EXCERPTED TEXT:
----

The song was submitted for the Song of the Year and Best Rap Song awards. The trophies for these categories are awarded to songwriters, not performers — speaking with the Times, Recording Academy CEO Harvey Mason Jr. said “Heart on My Sleeve” is “absolutely eligible because it was written by a human.”

Mason Jr.’s statement does not contradict the letter of previous remarks he’s made on the topic. In an interview with Variety published this summer, he said the Grammys would not recognize music generated entirely using an A.I.-assisted program, saying “We’re not going to be giving a nomination or an award to an AI computer or someone who just prompted AI.”

However, songs created by real people using AI-assisted tools are eligible. “[M]aterial using AI can be submitted, but the human portion of the composition, or the performance, is the only portion that can be awarded or considered for a Grammy Award.” Because Ghostwriter’s song relies on voice models of Drake and the Weeknd, it can be considered under songwriting categories, but not performance ones.

----

(Position annotation records)

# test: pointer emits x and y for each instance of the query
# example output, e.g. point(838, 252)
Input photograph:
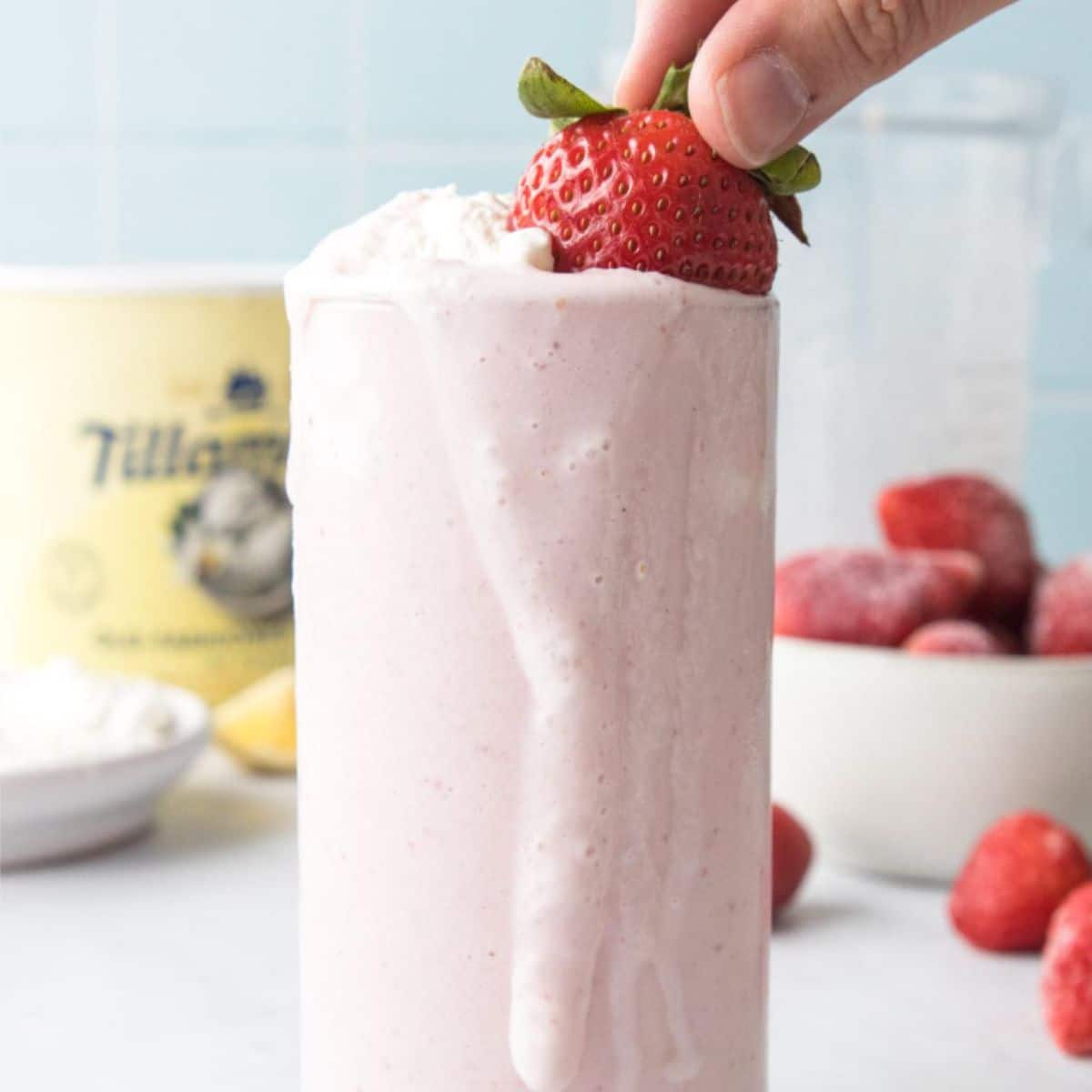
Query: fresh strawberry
point(1062, 612)
point(1067, 973)
point(792, 855)
point(964, 511)
point(862, 596)
point(644, 191)
point(1016, 877)
point(956, 637)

----

STATED TASK A:
Using the passage on Grammy eligibility for AI-assisted music, explain in one to three sentences why "Heart on My Sleeve" can compete in songwriting categories but not performance ones.
STATED TASK B:
Answer these questions from the passage on Grammy eligibility for AI-assisted music:
(i) For which two awards was the song submitted?
(ii) Which publication ran the interview with Mason Jr. this summer?
(iii) Whose voice models does Ghostwriter's song rely on?
STATED TASK C:
Carry on the passage on Grammy eligibility for AI-assisted music from the point where it stops.

REPLY A:
The trophies for Song of the Year and Best Rap Song go to songwriters. The song was written by a human, which makes it eligible for those awards. Because it relies on voice models of Drake and the Weeknd, only the human part of the work can be considered, and that rules it out of performance categories.

REPLY B:
(i) Song of the Year and Best Rap Song
(ii) Variety
(iii) Drake and the Weeknd

REPLY C:
There is a potential roadblock to the eligibility of “Heart on My Sleeve”: the “general distribution” requirement of the Grammys. “Heart on My Sleeve” was never legally sold and only briefly appeared on streaming platforms before it was pulled; to receive a Grammy nomination, songs must have had a “broad release… available nationwide via brick-and-mortar stores, third-party online retailers and/or streaming services,” according to Recording Academy guidelines.

The Times reports that Ghostwriter’s team “is aware” of the requirement and that the Academy is still evaluating the song’s eligibility based on this factor.

Mason Jr. told the Times that it was important to “grapple with” the implications of Ghostwriter’s music. “When you start seeing A.I. involved in something so creative and so cool, relevant and of-the-moment, it immediately starts you thinking, ‘OK, where is this going? How is this going to affect creativity? What’s the business implication for monetization?’”

The FADER has reached out to representatives for Drake and the Weeknd for their reactions.